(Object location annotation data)
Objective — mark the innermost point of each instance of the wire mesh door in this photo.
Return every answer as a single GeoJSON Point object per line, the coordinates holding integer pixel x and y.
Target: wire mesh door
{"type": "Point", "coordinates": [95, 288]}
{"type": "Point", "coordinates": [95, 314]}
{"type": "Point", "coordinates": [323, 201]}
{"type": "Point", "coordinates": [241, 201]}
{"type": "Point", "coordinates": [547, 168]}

Your objective: Can you rewrite every line of the items with "wire mesh door" replaced by "screen door", leaving everything else unchanged?

Result of this exercise:
Objective — mark the innermost point of each instance of the screen door in this photo.
Return every answer as a single GeoJSON Point object per line, the coordinates holding integer pixel x and y.
Target: screen door
{"type": "Point", "coordinates": [95, 288]}
{"type": "Point", "coordinates": [95, 314]}
{"type": "Point", "coordinates": [323, 201]}
{"type": "Point", "coordinates": [241, 201]}
{"type": "Point", "coordinates": [547, 168]}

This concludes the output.